>>

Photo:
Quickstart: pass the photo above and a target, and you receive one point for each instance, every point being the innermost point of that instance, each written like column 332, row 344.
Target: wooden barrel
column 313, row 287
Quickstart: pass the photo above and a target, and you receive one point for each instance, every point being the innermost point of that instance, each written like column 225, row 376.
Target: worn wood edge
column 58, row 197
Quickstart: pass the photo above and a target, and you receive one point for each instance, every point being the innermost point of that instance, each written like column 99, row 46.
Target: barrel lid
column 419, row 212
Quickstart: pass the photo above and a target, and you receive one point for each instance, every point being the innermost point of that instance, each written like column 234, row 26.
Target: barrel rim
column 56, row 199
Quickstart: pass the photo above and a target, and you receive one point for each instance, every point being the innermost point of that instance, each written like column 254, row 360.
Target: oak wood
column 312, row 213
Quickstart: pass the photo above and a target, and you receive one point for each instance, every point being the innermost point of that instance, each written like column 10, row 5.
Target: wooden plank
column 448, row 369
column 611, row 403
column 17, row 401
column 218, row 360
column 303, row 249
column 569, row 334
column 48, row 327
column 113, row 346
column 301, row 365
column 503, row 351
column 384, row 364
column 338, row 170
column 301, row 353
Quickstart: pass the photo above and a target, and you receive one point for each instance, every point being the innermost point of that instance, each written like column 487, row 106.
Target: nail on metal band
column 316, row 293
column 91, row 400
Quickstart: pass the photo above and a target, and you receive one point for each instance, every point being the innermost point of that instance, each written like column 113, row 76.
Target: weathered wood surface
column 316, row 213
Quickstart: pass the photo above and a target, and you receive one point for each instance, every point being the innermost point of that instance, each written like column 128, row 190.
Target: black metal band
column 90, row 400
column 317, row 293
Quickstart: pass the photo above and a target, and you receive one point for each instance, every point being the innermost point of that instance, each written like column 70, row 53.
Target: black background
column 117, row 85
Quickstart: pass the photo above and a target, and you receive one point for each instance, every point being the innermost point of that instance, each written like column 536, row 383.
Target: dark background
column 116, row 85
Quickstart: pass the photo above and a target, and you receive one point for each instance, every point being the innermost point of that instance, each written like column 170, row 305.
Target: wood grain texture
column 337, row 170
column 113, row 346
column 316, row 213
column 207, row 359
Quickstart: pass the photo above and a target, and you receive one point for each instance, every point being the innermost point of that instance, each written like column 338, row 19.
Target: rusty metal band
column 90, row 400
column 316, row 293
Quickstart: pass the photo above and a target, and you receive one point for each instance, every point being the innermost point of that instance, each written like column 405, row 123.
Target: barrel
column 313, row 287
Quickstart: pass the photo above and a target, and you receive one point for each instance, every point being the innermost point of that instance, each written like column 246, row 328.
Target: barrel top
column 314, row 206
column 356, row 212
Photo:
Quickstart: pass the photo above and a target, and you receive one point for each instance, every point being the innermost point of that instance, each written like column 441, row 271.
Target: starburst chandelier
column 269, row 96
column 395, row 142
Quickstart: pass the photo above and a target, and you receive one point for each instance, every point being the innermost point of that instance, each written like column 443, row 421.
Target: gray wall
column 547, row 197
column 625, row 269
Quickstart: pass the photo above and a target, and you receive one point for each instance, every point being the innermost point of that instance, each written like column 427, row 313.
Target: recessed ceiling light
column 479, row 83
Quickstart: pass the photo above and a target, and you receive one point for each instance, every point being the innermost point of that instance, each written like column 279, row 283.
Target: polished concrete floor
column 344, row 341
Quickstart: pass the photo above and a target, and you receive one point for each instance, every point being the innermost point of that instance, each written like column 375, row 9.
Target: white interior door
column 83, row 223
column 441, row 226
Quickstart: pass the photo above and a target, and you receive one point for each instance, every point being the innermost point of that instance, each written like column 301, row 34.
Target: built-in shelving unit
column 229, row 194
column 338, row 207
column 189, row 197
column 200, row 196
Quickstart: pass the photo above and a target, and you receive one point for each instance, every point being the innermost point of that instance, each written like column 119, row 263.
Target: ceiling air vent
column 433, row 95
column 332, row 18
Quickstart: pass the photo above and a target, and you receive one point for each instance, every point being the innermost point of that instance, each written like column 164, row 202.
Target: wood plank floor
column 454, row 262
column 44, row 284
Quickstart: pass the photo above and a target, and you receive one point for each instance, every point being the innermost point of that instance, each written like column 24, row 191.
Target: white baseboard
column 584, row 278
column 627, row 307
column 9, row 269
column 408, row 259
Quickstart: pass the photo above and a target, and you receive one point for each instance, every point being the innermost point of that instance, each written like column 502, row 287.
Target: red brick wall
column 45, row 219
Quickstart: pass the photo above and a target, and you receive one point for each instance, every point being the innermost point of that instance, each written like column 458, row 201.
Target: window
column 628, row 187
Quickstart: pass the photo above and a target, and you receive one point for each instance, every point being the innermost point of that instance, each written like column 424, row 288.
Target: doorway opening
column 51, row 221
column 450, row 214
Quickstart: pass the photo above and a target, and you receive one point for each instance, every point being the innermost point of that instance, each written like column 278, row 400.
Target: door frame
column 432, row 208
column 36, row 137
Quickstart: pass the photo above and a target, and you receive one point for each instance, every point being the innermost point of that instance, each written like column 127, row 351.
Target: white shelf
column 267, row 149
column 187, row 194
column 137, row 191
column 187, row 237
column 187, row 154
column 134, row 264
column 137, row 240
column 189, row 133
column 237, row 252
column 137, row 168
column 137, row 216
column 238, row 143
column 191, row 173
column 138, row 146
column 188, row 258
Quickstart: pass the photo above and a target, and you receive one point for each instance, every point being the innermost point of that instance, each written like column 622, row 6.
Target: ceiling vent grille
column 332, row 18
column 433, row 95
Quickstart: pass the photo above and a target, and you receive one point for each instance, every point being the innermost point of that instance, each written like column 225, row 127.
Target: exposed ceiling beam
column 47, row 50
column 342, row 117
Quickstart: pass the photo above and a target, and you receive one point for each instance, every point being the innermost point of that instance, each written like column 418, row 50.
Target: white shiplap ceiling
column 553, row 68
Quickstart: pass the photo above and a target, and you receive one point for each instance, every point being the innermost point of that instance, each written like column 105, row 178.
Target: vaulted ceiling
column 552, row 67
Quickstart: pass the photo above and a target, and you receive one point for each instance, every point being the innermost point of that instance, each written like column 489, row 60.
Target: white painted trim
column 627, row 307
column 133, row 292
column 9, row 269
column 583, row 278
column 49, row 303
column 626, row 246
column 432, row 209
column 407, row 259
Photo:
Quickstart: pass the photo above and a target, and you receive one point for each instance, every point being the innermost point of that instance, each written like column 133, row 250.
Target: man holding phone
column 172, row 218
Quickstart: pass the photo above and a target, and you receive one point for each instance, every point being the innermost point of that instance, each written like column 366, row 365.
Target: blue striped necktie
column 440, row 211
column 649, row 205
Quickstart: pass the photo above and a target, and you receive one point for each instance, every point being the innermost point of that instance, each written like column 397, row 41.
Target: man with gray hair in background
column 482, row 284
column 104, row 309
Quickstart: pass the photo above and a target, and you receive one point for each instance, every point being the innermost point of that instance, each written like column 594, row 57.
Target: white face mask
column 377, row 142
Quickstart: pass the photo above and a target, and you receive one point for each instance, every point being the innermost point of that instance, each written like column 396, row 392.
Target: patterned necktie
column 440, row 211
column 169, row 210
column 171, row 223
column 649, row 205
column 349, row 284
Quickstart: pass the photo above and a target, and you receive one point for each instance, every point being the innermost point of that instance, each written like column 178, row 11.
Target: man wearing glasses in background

<<

**What to do:** What is needed is a word-for-word copy of all the material.

**Written solution:**
Photo:
Quickstart: pass the photo above and a target, and you receive one point for each instance, every point being the innermost point of that instance, each written like column 332, row 344.
Target: wooden barrel
column 313, row 287
Quickstart: pass the photo above and a target, and you receive one point for each instance, every point being the innermost point of that instance, each written like column 225, row 376.
Target: worn wood edge
column 58, row 197
Quickstart: pass the photo above and a target, and you receive one point for each instance, every point being the innermost point of that instance, each written like column 99, row 46.
Target: barrel lid
column 419, row 212
Quickstart: pass the photo above and a target, and you receive one point for each instance, every point being the innermost point of that instance, each written like column 234, row 26.
Target: barrel rim
column 56, row 199
Quickstart: pass the photo above and a target, and you receive one point for each instance, every point being the innermost point of that instance, each written like column 254, row 360.
Target: oak wood
column 312, row 213
Quickstart: pass the photo above and a target, and you receive one point for each instance, every point being the innermost point of that instance, each written like column 10, row 5.
Target: wooden plank
column 448, row 369
column 611, row 403
column 17, row 401
column 218, row 360
column 303, row 249
column 569, row 334
column 48, row 327
column 113, row 346
column 301, row 365
column 503, row 351
column 384, row 364
column 338, row 170
column 301, row 353
Quickstart: pass the photo above and a target, and you receive one point for each instance, every point being the innermost point of that instance, each written like column 487, row 106.
Target: nail on metal band
column 316, row 293
column 91, row 400
Quickstart: pass the photo above and a target, and you receive one point for each instance, every point being the innermost point of that instance, each written like column 113, row 76.
Target: weathered wood surface
column 316, row 213
Quickstart: pass the photo above and a target, and you receive one point for each instance, every point being the innermost point of that instance, each written like column 128, row 190.
Target: black metal band
column 90, row 400
column 317, row 293
Quickstart: pass the photo above and a target, and you receive one point for each instance, every point being the innermost point of that instance, each written like column 70, row 53.
Target: black background
column 117, row 85
Quickstart: pass the photo above and a target, and you receive one point for each instance, every point being the innermost point of that instance, each written like column 536, row 383.
Target: dark background
column 116, row 85
Quickstart: pass the photo above and a target, and you receive one point for each instance, every point being the innermost point of that instance, each written like column 170, row 305.
Target: wood grain texture
column 337, row 170
column 113, row 346
column 316, row 213
column 207, row 359
Quickstart: pass the photo above and a target, and you receive one point for each instance, every point being the innermost point of that instance, each written like column 338, row 19.
Target: rusty metal band
column 90, row 400
column 316, row 293
Quickstart: pass the photo above and a target, and you receive one point for each instance, every point being the innermost point of that instance, each written like column 405, row 123.
Target: barrel
column 313, row 287
Quickstart: pass the photo above and a target, and you receive one point for each instance, every point being the innermost point of that instance, each written like column 246, row 328.
Target: barrel top
column 314, row 206
column 356, row 212
Photo:
Quickstart: pass the photo above and a target, and you receive one point for each instance, every point being the innermost point of that instance, each written like column 441, row 271.
Target: starburst chandelier
column 269, row 96
column 395, row 142
Quickstart: pass the photo above and a target, and you receive one point for each instance, every point being the innermost point of that instance, each written like column 443, row 421.
Target: gray wall
column 547, row 197
column 625, row 269
Quickstart: pass the photo above and a target, and you receive one point for each instance, every point being the innermost point of that instance, each written like column 427, row 313.
Target: recessed ceiling light
column 479, row 83
Quickstart: pass the photo above and a target, and you receive one point for each instance, every point being the innermost point of that instance, each written like column 279, row 283.
Target: polished concrete floor
column 344, row 341
Quickstart: pass the photo above and a target, and you receive one point for each instance, every point being the innermost point of that instance, each written like column 375, row 9.
Target: white interior door
column 83, row 223
column 441, row 226
Quickstart: pass the photo above and a target, and you receive one point for each instance, every point being the innermost point of that instance, each written like column 301, row 34.
Target: built-in shelving unit
column 229, row 194
column 338, row 207
column 189, row 197
column 200, row 196
Quickstart: pass the photo above and a target, and you receive one point for each instance, every point being the innermost point of that instance, each written like column 119, row 263.
Target: ceiling air vent
column 433, row 95
column 332, row 18
Quickstart: pass the photo above and a target, and you receive one point for each instance, every point being the innermost point of that instance, each written like column 164, row 202.
Target: wood plank floor
column 454, row 262
column 44, row 284
Quickstart: pass the photo above and a target, and you receive one point for each instance, every point being the innermost point of that instance, each written like column 24, row 191.
Target: white baseboard
column 584, row 278
column 627, row 307
column 9, row 269
column 408, row 259
Quickstart: pass the photo above and a target, and you receive one point for each instance, every point being the innermost point of that instance, each written like column 502, row 287.
Target: red brick wall
column 45, row 219
Quickstart: pass the photo above and a target, and you receive one point for each instance, every point being the innermost point of that instance, each written like column 458, row 201.
Target: window
column 628, row 187
Quickstart: pass the photo above and a target, and you receive one point for each instance, every point being the innermost point of that instance, each written like column 424, row 288.
Target: doorway opening
column 51, row 221
column 450, row 214
Quickstart: pass the photo above and a target, and you receive one point for each instance, every point being the innermost point of that instance, each written like column 278, row 400.
Target: door frame
column 432, row 208
column 36, row 137
Quickstart: pass the photo above and a target, and you receive one point for each instance, every point being the innermost point of that instance, each written like column 127, row 351.
Target: white shelf
column 267, row 149
column 187, row 194
column 137, row 191
column 187, row 237
column 187, row 154
column 134, row 264
column 137, row 240
column 189, row 133
column 237, row 252
column 137, row 168
column 137, row 216
column 238, row 143
column 191, row 173
column 138, row 146
column 188, row 258
Quickstart: pass the photo above and a target, and you receive one point for each instance, every point being the innermost point of that instance, each written like column 622, row 6.
Target: ceiling vent grille
column 332, row 18
column 433, row 95
Quickstart: pass the photo above and a target, and you receive one point for each instance, every point being the innermost point of that instance, each written like column 225, row 127.
Target: exposed ceiling beam
column 47, row 50
column 342, row 117
Quickstart: pass the photo above and a target, and you receive one point for each instance, every point being the innermost point of that instance, each written like column 418, row 50.
Target: white shiplap ceiling
column 553, row 68
Quickstart: pass the photo above and a target, and you receive one point for each instance, every point being the innermost point of that instance, each written like column 105, row 178.
Target: vaulted ceiling
column 552, row 67
Quickstart: pass the photo above and a target, and you receive one point for each instance, every point being the innermost point of that instance, each written like column 489, row 60.
Target: white painted trim
column 627, row 307
column 133, row 292
column 9, row 269
column 583, row 278
column 49, row 303
column 626, row 246
column 432, row 209
column 407, row 259
Photo:
Quickstart: pass the photo above and a target, and you receive one point for each instance, every point being the innermost point of that instance, each written like column 133, row 250.
Target: man holding phone
column 172, row 218
Quickstart: pass the photo above and a target, and you receive one point for each instance, every point being the innermost point of that instance, each written like column 366, row 365.
Target: blue striped necktie
column 440, row 211
column 649, row 205
Quickstart: pass the photo above and a target, and you receive one point for each instance, every point being the innermost point of that instance, each written like column 397, row 41.
Target: man with gray hair in background
column 482, row 284
column 104, row 309
Quickstart: pass the photo above and a target, and you receive one point for each instance, every point being the innermost point of that instance, each written like column 594, row 57.
Target: white face mask
column 377, row 142
Quickstart: pass the photo above and a target, and you receive one point for each instance, every point being the innermost point of that instance, each written like column 396, row 392.
Target: patterned necktie
column 440, row 211
column 169, row 210
column 171, row 223
column 649, row 205
column 349, row 284
Quickstart: pass the photo above and a target, and you receive one point for each instance, every point being the innermost point of that instance, each written like column 178, row 11.
Target: man wearing glasses in background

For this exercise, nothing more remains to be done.